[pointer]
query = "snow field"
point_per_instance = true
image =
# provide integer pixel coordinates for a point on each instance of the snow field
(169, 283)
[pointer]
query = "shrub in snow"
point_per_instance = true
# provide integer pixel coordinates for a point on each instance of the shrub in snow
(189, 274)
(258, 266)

==

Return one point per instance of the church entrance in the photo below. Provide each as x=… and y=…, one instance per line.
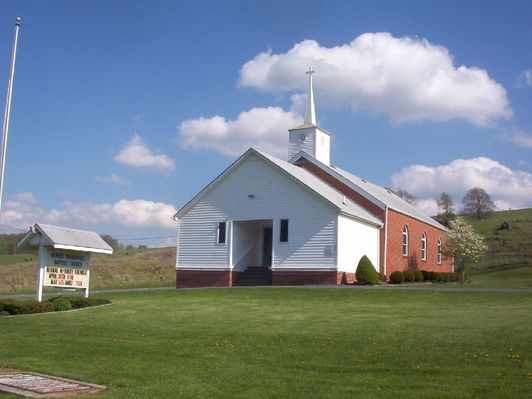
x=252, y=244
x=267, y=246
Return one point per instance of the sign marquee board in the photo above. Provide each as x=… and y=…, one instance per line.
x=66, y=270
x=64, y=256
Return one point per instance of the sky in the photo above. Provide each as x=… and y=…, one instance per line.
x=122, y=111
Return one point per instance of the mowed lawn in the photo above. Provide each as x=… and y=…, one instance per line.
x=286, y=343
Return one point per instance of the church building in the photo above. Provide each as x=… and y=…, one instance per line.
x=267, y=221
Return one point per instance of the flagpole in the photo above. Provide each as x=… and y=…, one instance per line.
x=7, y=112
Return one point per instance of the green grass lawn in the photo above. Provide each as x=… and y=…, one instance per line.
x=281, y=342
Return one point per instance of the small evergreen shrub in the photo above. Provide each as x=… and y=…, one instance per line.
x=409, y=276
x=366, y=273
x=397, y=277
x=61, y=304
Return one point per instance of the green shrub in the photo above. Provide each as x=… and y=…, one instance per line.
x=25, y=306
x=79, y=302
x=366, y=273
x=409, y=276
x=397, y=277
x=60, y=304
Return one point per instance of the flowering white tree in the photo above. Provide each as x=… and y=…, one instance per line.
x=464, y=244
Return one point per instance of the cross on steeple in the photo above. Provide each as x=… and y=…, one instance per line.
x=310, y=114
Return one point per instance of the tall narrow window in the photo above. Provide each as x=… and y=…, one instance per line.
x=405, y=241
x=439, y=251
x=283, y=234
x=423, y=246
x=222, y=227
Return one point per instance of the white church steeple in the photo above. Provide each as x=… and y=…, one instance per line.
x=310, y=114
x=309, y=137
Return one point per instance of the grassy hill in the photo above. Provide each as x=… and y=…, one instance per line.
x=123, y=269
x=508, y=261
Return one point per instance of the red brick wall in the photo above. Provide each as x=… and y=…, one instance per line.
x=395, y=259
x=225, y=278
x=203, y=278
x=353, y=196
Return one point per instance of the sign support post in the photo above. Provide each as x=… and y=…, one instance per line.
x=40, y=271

— Task brief —
All lines with the word "query" need to be copied from the data above.

— Answer area —
query = "snow field"
query = "shrub in snow"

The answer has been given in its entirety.